--- RECORDS PROVIDED Enclosed Below ---

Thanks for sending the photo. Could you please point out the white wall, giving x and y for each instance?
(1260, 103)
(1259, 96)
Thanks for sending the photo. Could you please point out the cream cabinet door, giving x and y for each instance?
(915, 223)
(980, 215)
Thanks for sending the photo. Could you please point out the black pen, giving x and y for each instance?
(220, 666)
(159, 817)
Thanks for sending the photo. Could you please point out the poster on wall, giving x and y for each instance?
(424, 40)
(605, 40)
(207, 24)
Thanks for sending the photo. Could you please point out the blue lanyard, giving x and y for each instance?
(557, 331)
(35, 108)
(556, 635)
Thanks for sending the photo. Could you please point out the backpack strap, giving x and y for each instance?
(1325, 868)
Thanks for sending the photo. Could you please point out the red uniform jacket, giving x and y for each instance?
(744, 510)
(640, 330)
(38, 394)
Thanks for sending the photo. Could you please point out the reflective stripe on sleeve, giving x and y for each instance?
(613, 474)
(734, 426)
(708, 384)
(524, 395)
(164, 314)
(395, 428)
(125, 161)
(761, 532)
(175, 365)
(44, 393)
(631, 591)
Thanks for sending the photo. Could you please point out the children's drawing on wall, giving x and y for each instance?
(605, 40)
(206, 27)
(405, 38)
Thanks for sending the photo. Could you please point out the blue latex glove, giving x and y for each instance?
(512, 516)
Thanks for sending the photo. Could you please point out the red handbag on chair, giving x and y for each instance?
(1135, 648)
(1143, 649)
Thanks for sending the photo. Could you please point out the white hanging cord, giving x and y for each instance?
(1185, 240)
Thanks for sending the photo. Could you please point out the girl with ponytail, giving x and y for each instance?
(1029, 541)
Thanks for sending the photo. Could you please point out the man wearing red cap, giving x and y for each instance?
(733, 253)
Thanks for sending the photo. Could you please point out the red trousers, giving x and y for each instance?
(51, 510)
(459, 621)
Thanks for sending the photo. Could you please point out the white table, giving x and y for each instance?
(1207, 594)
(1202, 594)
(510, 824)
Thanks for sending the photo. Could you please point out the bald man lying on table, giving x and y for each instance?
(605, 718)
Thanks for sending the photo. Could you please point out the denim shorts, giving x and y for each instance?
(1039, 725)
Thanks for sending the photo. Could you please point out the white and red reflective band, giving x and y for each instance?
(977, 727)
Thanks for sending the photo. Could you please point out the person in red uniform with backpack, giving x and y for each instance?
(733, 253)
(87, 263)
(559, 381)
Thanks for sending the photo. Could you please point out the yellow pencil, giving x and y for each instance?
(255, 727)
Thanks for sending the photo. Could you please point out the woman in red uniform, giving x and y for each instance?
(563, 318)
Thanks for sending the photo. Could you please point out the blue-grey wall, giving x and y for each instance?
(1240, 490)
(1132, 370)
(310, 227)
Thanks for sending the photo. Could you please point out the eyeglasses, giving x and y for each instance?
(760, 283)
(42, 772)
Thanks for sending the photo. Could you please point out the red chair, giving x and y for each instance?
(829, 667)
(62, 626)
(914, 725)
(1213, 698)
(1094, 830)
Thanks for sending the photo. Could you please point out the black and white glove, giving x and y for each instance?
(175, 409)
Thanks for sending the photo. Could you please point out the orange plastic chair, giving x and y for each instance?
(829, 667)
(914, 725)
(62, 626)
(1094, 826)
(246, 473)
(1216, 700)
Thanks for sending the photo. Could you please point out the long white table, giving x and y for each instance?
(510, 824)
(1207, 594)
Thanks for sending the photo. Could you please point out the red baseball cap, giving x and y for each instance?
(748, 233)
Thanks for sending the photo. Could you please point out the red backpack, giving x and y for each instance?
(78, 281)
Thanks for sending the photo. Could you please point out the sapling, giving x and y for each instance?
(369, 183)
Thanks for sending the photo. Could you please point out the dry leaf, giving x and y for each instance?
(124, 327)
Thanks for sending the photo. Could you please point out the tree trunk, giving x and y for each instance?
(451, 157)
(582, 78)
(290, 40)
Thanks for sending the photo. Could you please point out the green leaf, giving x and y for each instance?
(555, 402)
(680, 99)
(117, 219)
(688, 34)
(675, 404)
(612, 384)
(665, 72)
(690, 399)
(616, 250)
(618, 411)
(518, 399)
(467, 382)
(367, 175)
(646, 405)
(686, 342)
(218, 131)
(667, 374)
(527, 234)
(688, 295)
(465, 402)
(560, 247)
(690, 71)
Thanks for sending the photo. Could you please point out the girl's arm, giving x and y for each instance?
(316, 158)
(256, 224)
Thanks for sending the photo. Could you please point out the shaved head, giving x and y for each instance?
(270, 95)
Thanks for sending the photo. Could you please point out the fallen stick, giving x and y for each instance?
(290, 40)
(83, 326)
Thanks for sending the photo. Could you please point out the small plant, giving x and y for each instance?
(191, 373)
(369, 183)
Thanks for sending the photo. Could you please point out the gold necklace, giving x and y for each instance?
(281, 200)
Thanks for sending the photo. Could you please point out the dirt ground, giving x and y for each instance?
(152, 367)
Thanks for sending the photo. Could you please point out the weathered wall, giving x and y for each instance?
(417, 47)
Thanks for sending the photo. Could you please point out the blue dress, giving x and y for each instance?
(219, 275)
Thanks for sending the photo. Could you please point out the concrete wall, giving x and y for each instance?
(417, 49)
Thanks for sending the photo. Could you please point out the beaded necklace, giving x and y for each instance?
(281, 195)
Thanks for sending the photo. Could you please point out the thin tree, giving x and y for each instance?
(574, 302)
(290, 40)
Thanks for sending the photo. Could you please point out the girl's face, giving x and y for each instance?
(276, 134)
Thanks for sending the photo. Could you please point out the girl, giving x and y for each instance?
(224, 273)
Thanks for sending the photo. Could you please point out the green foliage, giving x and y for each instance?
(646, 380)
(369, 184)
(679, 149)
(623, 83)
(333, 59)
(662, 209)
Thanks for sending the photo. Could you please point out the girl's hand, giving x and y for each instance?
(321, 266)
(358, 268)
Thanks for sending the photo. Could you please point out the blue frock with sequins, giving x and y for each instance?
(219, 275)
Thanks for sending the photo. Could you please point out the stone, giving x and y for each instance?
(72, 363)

--- End of Enclosed RECORDS PROVIDED ---

## TRY IT
Print all of the data exactly as it stands above.

## FINAL ANSWER
Thanks for sending the photo. Could you please point out the white wall, giving x and y for each instance?
(1260, 103)
(1259, 96)
Thanks for sending the photo. Could you please point out the cream cabinet door, giving x and y for each instance?
(915, 223)
(980, 215)
Thanks for sending the photo. Could you please point out the black pen, giving x and y for each instance?
(220, 666)
(159, 817)
Thanks for sending the photo. Could you please point out the poster on wall, giving x and y for each instance?
(424, 40)
(605, 40)
(207, 24)
Thanks for sending the photo. Could you please point out the blue lanyard, giving x and y for each instance?
(557, 331)
(35, 108)
(556, 635)
Thanks for sending the photo. Could you please point out the backpack strap, giving x and y for each instance?
(1325, 868)
Thanks for sending the photo. Could you please point out the red uniform jacket, giving x and y for each instance?
(744, 510)
(640, 330)
(38, 394)
Thanks for sending the photo. Could you please point out the reflective stripe on sleeve, giving x and y for each instance?
(613, 474)
(734, 426)
(708, 384)
(524, 395)
(164, 314)
(395, 428)
(125, 161)
(761, 532)
(175, 365)
(44, 393)
(631, 591)
Thanks for sending the photo. Could you please point out the children's drawing on wall, giving x and y for each instance?
(605, 40)
(206, 27)
(405, 38)
Thanks for sending the photo. Could you please point out the blue latex glove, giving x and y for each instance?
(512, 516)
Thanks for sending the photo. Could you please point out the red handbag on chair, giving x and y for each instance?
(1135, 648)
(1143, 649)
Thanks for sending the photo. Could you please point out the white hanging cord, giving x and y for each instance?
(1185, 240)
Thanks for sending the photo. Could you please point out the girl with ponytail, giving x and y for each instance?
(1029, 541)
Thanks for sending the photo. Could you please point out the man wearing red cap, giving x and y for each instance?
(733, 253)
Thanks for sending the photo. Could you please point out the red trousers, giving x and y for each instance?
(51, 510)
(459, 621)
Thanks for sending the photo. Could you please point out the white table, giving x and y for each instance?
(1207, 594)
(1202, 594)
(510, 824)
Thanks for sending the photo. Could you please point out the bald man lying on table, giving x and y for each instance?
(605, 718)
Thanks for sending the photo. Could you please point out the denim shorts, giving x and y for each instance?
(1039, 725)
Thanks for sending the photo. Could you please point out the white and red reflective band, giving x and y for each instance?
(977, 727)
Thanks for sending the photo. Could you please point out the person in red uniform with backpack, giving x and y for each instance?
(733, 253)
(87, 263)
(559, 381)
Thanks for sending the photo. Could you please point out the yellow pencil, giving x and y for each instance?
(255, 727)
Thanks for sending the photo. Could you please point out the woman in red uniform, giving x and y for each instance?
(563, 318)
Thanks for sending the photo. Could you please point out the blue-grey wall, giving x and y for each instance?
(1240, 490)
(1132, 370)
(310, 227)
Thanks for sending the photo. Could you please point out the eyeglasses, giving x and y for each instance?
(760, 283)
(42, 772)
Thanks for sending the photo. Could you please point out the red chair, giving x and y for each instance?
(829, 667)
(62, 626)
(914, 725)
(1213, 698)
(1094, 830)
Thanks for sending the photo. Could you please point out the black and white glove, giving x and y for each instance?
(175, 409)
Thanks for sending the photo. Could you please point out the orange plastic chair, giving x and y for each instance?
(829, 667)
(914, 725)
(62, 626)
(1094, 826)
(246, 473)
(1216, 700)
Thanks for sending the photo. Could you please point out the long white table, giving x and y for each instance?
(510, 824)
(1207, 594)
Thanks for sending the photo. Could you please point out the red baseball cap, giving x and y for each instance?
(748, 233)
Thanks for sending the photo. Could you please point out the red backpack, giving x and y for each instance?
(78, 281)
Thanks for sending the photo. Could you please point out the sapling, giving x and y for each instance?
(369, 183)
Thanks for sending the photo. Could you please point out the dry leaf, giving x and y for each instance?
(124, 327)
Thanks for sending the photo. Could you please point out the tree trunk, giving x and y for each instance?
(451, 157)
(582, 78)
(290, 40)
Thanks for sending the photo. Could you please point out the green leaf, giving x and y for each instance?
(555, 402)
(680, 99)
(117, 219)
(688, 34)
(675, 404)
(612, 384)
(665, 72)
(690, 399)
(616, 250)
(618, 411)
(518, 399)
(467, 382)
(367, 175)
(646, 405)
(686, 342)
(218, 131)
(667, 374)
(527, 234)
(688, 295)
(465, 402)
(560, 247)
(690, 71)
Thanks for sending the photo. Could you please point out the girl's arm, giving x and y for each instance?
(316, 158)
(256, 224)
Thanks for sending the photo. Could you please point out the shaved head, giving x and y for each instance?
(270, 95)
Thanks for sending the photo. Could you please point out the fallen stick, giving x and y for each instance?
(290, 40)
(83, 326)
Thanks for sending the photo. Could you please point out the small plant, giving x and y for each instance?
(191, 373)
(369, 183)
Thanks for sending the photo. Could you please point out the gold necklace, giving x and y for each instance?
(281, 200)
Thanks for sending the photo. Could you please point out the dirt ground, giving x and y for each instance?
(152, 367)
Thanks for sending the photo. Could you please point out the weathered wall, giving x and y for each instance?
(417, 47)
Thanks for sending the photo. Could you please point out the blue dress, giving x and y for each instance?
(219, 275)
Thanks for sending the photo. Could you please point out the concrete wall, giving x and y for each instance?
(417, 49)
Thanks for sending the photo. Could you please point out the beaded necklace, giving x and y for each instance?
(281, 195)
Thanks for sending the photo. Could you please point out the thin tree, giving x and y for each instance?
(574, 302)
(290, 40)
Thanks for sending the photo. Could you please point out the girl's face, giving x and y for each instance?
(276, 134)
Thanks for sending the photo. Could you please point out the girl, giving x and y for each instance?
(224, 273)
Thanks for sending the photo. Could you please point out the green foliage, giving x and y for each instance?
(646, 380)
(369, 184)
(679, 149)
(623, 83)
(333, 59)
(662, 209)
Thanks for sending the photo. Could you please point out the girl's hand, giving x and y for each instance?
(321, 266)
(358, 268)
Thanks for sending the photo. Could you please point out the blue frock with sequins, giving x and y for each instance?
(219, 275)
Thanks for sending the photo. Could you please point out the stone, giving x and y for each instance?
(72, 363)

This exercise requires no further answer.